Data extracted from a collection
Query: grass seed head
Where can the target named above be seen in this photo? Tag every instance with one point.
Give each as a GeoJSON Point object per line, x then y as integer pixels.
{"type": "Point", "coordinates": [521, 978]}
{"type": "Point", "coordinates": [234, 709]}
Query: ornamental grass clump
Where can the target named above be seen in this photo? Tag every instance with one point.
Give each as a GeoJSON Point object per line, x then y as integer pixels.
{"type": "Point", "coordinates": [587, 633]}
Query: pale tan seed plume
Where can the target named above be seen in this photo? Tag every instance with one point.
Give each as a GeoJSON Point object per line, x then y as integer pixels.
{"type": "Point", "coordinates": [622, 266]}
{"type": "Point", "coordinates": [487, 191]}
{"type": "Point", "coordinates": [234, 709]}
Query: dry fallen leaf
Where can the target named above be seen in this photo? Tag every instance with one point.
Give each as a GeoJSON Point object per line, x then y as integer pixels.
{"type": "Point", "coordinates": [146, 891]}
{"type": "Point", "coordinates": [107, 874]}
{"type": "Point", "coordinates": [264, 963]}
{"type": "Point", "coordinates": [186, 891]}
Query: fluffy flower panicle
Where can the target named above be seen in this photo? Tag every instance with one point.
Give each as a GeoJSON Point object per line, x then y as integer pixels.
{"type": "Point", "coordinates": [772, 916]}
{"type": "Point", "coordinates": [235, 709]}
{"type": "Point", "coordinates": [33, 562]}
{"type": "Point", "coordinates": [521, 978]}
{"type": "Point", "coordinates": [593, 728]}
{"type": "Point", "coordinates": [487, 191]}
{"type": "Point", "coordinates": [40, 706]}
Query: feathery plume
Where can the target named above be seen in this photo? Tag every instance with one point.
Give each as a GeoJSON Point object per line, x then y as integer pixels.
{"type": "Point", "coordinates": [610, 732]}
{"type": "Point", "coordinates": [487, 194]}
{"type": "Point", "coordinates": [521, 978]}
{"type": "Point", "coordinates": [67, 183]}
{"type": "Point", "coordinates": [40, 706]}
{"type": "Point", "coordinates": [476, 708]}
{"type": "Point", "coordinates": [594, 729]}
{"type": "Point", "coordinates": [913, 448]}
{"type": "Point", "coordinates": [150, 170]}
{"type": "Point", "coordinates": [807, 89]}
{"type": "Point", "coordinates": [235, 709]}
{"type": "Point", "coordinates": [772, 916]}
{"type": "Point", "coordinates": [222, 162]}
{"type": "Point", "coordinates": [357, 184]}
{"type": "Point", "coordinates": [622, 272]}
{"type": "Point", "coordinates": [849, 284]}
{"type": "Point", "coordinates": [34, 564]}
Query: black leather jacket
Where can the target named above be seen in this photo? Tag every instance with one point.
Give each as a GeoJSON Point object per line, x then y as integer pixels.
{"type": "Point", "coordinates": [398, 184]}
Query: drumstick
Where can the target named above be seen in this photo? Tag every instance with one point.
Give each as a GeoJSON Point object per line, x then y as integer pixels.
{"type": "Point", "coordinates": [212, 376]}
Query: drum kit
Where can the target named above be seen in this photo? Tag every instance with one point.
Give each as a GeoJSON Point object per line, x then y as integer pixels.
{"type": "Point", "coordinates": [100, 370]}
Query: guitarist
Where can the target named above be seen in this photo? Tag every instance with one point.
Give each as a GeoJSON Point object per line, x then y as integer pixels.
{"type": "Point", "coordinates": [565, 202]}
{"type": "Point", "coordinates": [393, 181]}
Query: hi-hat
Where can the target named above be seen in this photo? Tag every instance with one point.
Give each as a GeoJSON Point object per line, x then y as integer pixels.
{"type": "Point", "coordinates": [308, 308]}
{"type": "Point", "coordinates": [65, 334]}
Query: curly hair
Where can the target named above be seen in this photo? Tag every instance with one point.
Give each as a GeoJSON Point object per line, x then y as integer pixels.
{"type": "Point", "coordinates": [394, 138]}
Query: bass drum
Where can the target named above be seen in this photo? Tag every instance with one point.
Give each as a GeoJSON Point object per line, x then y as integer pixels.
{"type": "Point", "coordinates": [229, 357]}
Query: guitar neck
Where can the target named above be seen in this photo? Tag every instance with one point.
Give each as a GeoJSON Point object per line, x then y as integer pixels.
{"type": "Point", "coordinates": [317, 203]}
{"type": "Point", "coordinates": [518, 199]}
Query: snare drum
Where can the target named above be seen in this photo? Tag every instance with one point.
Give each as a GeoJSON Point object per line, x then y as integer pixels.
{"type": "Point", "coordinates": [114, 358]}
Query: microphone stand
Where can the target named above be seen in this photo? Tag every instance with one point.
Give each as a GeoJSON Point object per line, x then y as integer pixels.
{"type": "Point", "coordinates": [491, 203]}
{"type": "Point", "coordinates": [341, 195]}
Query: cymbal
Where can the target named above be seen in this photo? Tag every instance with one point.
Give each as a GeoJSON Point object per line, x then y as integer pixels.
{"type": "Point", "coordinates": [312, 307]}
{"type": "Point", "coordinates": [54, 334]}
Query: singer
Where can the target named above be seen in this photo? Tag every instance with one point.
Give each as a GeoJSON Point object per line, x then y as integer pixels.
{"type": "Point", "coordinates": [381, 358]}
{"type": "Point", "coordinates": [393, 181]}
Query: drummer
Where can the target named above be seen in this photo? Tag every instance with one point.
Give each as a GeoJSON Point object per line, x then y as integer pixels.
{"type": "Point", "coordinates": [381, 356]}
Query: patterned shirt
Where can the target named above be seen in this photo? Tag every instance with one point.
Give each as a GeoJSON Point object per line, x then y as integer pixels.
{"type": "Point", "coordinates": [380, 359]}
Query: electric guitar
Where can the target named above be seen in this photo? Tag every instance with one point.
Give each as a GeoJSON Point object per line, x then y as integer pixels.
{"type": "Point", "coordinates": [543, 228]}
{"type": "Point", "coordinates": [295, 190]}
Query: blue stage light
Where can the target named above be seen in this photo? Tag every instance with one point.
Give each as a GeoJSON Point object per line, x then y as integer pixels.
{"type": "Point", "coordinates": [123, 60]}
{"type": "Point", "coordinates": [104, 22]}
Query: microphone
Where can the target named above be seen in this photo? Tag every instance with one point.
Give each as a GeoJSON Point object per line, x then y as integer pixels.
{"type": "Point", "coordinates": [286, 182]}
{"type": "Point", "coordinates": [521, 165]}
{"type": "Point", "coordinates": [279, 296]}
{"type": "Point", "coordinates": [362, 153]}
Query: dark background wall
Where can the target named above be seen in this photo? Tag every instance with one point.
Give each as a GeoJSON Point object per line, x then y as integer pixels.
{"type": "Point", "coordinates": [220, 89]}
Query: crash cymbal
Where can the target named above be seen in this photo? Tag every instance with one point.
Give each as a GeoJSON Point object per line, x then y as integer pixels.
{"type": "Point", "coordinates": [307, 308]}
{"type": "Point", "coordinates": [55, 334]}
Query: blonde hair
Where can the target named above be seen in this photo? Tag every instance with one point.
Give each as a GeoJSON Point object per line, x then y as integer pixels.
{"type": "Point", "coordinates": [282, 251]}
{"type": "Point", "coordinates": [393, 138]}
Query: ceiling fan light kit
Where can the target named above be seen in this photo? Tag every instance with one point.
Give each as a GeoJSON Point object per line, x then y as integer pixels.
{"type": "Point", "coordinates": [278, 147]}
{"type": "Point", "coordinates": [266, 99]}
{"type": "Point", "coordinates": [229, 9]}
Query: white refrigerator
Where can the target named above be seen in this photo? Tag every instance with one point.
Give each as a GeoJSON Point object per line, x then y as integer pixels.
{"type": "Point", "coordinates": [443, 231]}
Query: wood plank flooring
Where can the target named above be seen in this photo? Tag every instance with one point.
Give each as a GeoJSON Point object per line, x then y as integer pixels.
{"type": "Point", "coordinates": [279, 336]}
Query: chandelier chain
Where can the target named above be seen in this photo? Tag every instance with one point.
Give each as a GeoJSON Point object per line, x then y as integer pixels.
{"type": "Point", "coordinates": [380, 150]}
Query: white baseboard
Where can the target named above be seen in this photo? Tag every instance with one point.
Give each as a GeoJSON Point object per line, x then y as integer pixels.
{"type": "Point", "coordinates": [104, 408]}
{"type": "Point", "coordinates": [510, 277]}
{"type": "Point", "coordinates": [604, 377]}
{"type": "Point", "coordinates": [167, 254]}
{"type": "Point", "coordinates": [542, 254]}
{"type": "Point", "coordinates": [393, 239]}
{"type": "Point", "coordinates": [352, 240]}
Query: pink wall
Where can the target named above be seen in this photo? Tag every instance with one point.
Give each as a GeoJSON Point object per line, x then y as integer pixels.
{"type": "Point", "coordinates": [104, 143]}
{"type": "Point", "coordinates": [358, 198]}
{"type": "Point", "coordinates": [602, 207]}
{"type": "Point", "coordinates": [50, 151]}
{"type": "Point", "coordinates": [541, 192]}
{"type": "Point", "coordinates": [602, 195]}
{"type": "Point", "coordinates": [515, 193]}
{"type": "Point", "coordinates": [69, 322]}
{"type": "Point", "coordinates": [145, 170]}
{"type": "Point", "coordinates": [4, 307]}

--- Exercise goal ---
A single number is expected: the count of lines in the preceding entries that contain "white".

--- Problem solution ---
2